Write out every row below word for word, leaving out the pictures.

****************************************

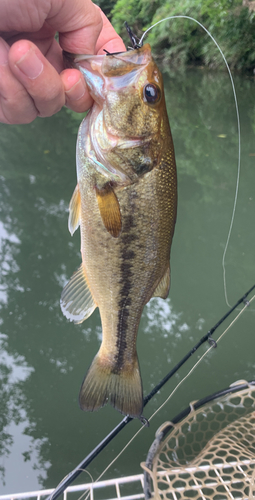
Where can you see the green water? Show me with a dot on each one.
(43, 357)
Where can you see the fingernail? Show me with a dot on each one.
(30, 65)
(77, 91)
(3, 53)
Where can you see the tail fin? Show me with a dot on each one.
(123, 389)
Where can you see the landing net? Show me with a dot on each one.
(210, 453)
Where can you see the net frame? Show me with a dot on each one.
(207, 451)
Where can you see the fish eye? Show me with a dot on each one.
(151, 93)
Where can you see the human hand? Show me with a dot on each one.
(33, 81)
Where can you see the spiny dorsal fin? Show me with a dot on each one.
(109, 209)
(162, 289)
(74, 211)
(76, 301)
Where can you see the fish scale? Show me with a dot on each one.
(125, 204)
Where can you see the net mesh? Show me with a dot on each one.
(210, 454)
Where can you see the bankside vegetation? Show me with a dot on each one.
(181, 41)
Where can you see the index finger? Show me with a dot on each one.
(108, 39)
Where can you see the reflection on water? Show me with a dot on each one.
(43, 359)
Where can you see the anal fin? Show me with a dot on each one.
(109, 209)
(163, 287)
(74, 211)
(76, 301)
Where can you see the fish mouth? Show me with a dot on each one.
(97, 68)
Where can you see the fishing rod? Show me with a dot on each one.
(88, 459)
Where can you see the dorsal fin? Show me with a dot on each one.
(76, 301)
(109, 209)
(74, 211)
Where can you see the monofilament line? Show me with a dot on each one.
(173, 392)
(239, 135)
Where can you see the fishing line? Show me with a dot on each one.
(239, 136)
(247, 303)
(88, 459)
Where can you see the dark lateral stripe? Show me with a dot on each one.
(127, 256)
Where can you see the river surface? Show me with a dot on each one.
(43, 357)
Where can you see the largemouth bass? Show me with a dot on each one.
(125, 203)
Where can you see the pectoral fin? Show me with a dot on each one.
(163, 287)
(74, 211)
(109, 209)
(76, 301)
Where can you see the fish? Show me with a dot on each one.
(125, 203)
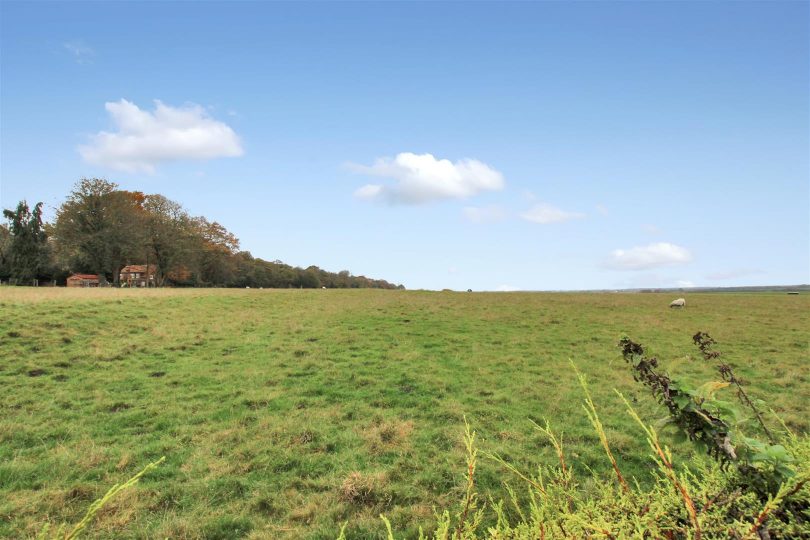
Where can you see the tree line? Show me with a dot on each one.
(100, 229)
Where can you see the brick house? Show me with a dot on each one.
(137, 275)
(83, 280)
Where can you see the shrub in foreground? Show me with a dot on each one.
(750, 489)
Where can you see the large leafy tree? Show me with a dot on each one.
(169, 235)
(25, 250)
(215, 248)
(100, 228)
(5, 245)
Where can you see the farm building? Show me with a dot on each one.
(137, 275)
(83, 280)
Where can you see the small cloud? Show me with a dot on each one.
(506, 288)
(651, 256)
(545, 213)
(485, 214)
(421, 178)
(144, 139)
(80, 51)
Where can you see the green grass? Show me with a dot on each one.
(283, 414)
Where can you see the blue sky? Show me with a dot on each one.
(439, 145)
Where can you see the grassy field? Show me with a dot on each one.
(283, 414)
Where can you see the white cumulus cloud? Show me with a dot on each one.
(143, 139)
(484, 214)
(650, 256)
(545, 213)
(81, 52)
(421, 178)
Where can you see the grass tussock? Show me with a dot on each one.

****************************************

→ Solved exercise
Where can you see the green water? Show me with a dot on each one.
(43, 357)
Where can you see the fingernail? Show me with a dot on each one.
(30, 65)
(77, 91)
(3, 53)
Where can you see the tail fin? Show me with a dot on each one.
(123, 389)
Where can you see the landing net? Show me with a dot on each one.
(210, 453)
Where can you see the net frame? Show me with a dot on each one.
(207, 451)
Where can you see the fish eye? Show me with a dot on each one.
(151, 93)
Where can you see the human hand? Show me with a dot on each one.
(33, 81)
Where can you see the spiny dorsal fin? Show me with a dot on each one.
(109, 209)
(162, 289)
(74, 211)
(76, 301)
Where can you see the fish scale? Show me with a dot on each one.
(125, 204)
Where can you see the net mesh? Show me with a dot on each one.
(210, 454)
Where can you see the bankside vegetation? Show me with a dot on each one.
(181, 41)
Where can you see the index finger? Show me with a dot on each one.
(108, 39)
Where can you see the reflection on water? Show me with a dot on each one.
(43, 359)
Where can you see the anal fin? Show me with a dot on each one.
(109, 209)
(163, 287)
(74, 211)
(76, 301)
Where can you see the fish mouth? Show me with a dot on each one.
(97, 68)
Where can you see the fishing rod? Show me with a dot on each one.
(88, 459)
Where can you see the dorsal fin? Show me with a dot on each one.
(76, 301)
(109, 209)
(74, 211)
Where can you see the monofilament line? Show me with a dot on each one.
(173, 392)
(239, 135)
Where can you see the fishing line? Show me with a dot on each one.
(239, 136)
(247, 303)
(88, 459)
Where can you see the dark lateral stripe? Show me with a dot on each one.
(127, 256)
Where can you see the river surface? Show me with a dot on each one.
(43, 357)
Where can you see the largemouth bass? Show me with a dot on each one.
(125, 203)
Where can you see the pectoral fin? Show me with a dot on each one.
(163, 287)
(74, 211)
(109, 209)
(76, 301)
Where can you see the fish? Show me with a dot on each one.
(125, 203)
Where can you see the tree line? Show me with a dot on each one.
(100, 229)
Where can you see the brick house? Show me with a dot on each one.
(137, 275)
(83, 280)
Where can you see the shrub in foreground? Show me with a dot on each one.
(750, 489)
Where can you see the large leafy tree? Show me with a dot on each one.
(169, 235)
(25, 250)
(215, 248)
(100, 228)
(5, 245)
Where can you see the farm building? Show me with a dot on each one.
(137, 275)
(83, 280)
Where can you see the small cloud? Show me with a dot on each one.
(506, 288)
(651, 256)
(545, 213)
(485, 214)
(421, 178)
(144, 139)
(80, 51)
Where can you see the green grass? Show me with a dot on each one.
(283, 414)
Where can you see the blue sky? Show me with a dot on each one.
(439, 145)
Where can you see the grassy field? Show me with a dot on each one.
(283, 414)
Where can you see the white cumulus cloud? Show me with a dot on each one.
(143, 139)
(484, 214)
(650, 256)
(545, 213)
(81, 52)
(421, 178)
Where can you see the grass tussock? Show me with a dot on each one.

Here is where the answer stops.